Negli artropodi, queste strutture sono costituite dall'incrocio di catene di proteine nella cuticola esterna (un processo noto come sclerotizzazione). Quindi, l'esoscheletro degli artropodi è diviso in numerose scleriti, unite da regioni membranose e non sclerotizzate. La forma e la disposizione delle differenti scleriti costituiscono una parte rilevante dei caratteri morfologici usati nella ricostruzione delle relazioni filogenetiche tra le differenti linee evolutive; le scleriti, quindi, permettono la costituzione di una sistematica degli artropodi, soprattutto grazie all'abilità dei sistematici nel riconoscere accuratamente le omologie tra le differenti scleriti, dal momento che queste possono essere perdute, fuse insieme, divise o modificate in qualunque altro modo da una linea evolutiva a un'altra. Ad esempio, la sclerite che forma la mandibola degli insetti varia incredibilmente nella forma tra ordini diversi, ma tutte queste variazioni sono omologhe.

ISTRUZIONI DA SEGUIRE:
Riprendi il testo sulle scleriti degli artropodi a partire dalla frase che segue l'ultima riportata.

ESTRATTI DI DATI:
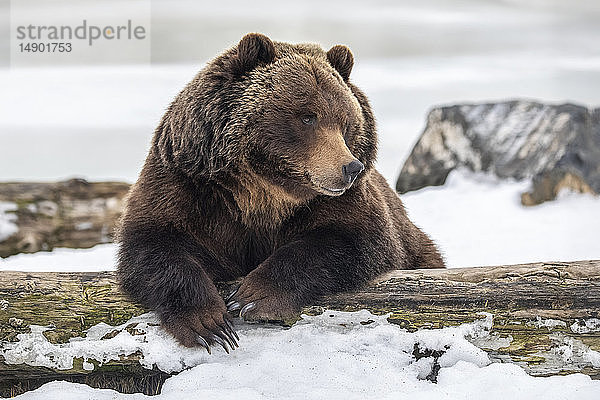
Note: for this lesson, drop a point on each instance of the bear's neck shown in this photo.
(263, 204)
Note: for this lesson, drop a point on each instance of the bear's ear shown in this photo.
(340, 57)
(253, 49)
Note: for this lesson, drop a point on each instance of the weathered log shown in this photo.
(74, 213)
(517, 295)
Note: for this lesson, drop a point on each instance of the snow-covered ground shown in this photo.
(97, 122)
(475, 219)
(335, 355)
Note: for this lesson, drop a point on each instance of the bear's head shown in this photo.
(287, 114)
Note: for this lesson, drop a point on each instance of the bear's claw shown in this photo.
(247, 308)
(203, 343)
(233, 305)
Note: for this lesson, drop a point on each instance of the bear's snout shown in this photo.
(350, 171)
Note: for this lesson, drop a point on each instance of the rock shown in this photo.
(555, 146)
(73, 213)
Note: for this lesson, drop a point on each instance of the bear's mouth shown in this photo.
(331, 191)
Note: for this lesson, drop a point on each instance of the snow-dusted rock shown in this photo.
(555, 146)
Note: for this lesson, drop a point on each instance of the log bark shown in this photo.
(520, 297)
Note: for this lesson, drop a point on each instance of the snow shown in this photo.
(586, 326)
(478, 220)
(475, 219)
(98, 258)
(7, 220)
(336, 355)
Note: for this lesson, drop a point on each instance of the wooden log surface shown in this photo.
(520, 297)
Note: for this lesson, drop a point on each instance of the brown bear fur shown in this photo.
(248, 175)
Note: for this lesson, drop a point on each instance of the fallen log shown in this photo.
(537, 308)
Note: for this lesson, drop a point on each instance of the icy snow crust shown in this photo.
(336, 355)
(7, 220)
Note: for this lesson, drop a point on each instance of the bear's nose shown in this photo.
(351, 171)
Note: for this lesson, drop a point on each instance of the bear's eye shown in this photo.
(309, 119)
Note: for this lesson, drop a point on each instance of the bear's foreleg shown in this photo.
(322, 262)
(163, 270)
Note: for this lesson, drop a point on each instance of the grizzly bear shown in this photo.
(262, 168)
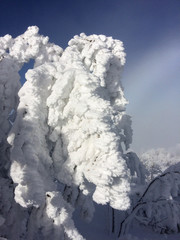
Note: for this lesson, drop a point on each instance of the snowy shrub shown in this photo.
(159, 204)
(68, 137)
(156, 161)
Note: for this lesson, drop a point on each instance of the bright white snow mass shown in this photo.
(70, 128)
(64, 144)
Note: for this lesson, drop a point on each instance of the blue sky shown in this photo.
(150, 30)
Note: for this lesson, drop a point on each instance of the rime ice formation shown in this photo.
(70, 129)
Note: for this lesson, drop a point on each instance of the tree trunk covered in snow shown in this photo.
(70, 131)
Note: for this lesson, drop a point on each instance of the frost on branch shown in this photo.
(70, 130)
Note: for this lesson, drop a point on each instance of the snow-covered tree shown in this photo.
(68, 137)
(156, 161)
(158, 205)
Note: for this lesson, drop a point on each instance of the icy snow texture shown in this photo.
(158, 160)
(71, 129)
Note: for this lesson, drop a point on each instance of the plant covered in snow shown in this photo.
(158, 205)
(66, 143)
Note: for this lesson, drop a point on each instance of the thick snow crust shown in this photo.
(70, 130)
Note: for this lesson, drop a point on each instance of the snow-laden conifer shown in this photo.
(69, 133)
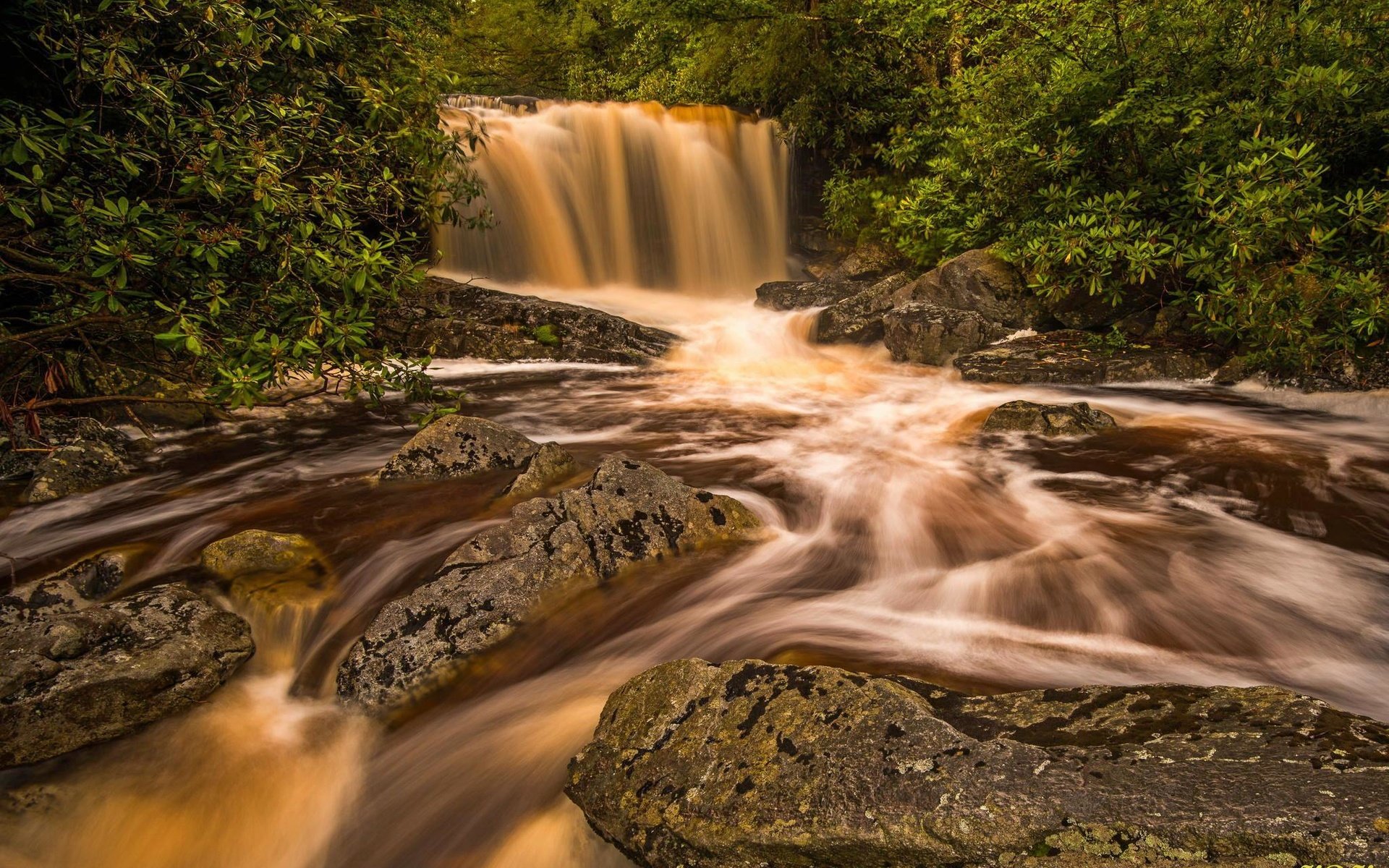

RISPOSTA:
Un uso specialistico del termine “sclerite” viene utilizzato per descrivere strutture cave di carbonato, solfato o fosfato di calcio presenti sul corpo di numerosi animali del Cambriano inferiore. Questo fossili, noti generalmente con il nome di “piccola fauna dura”, sembrerebbero rappresentare elementi di un'armatura esterna piuttosto che elementi strutturali interni (come nelle spugne). Queste scleriti si trovavano su una vasta gamma di bizzarri organismi cambriani: tra questi, un animale simile a una spugna noto come Chanchelloria, una forma simile a una lumaca corazzata (Wiwaxia), un “verme” corazzato appartenente ai lobopodi (Microdictyon), un altro essere simile a una lumaca con due conchiglie poste alle due estremità (Halkieria) e un probabile mollusco simile agli odierni chitoni (Tommotia).
È stata avanzata l'ipotesi secondo la quale le scleriti di Wiwaxia sarebbero omologhe alle chetae degli anellidi (Butterfield, 1990). Inoltre, almeno un odierno mollusco gasteropode abitante dei mari profondi vivente accanto ai bordi di sorgenti idrotermali (Chrysomallon squamiferum) possiede strutture composte da solfidi di ferro (Bengtson e Warén, 2003); queste strutture sono molto simili alle scleriti degli animali cambriani, ma probabilmente non sono strutture omologhe.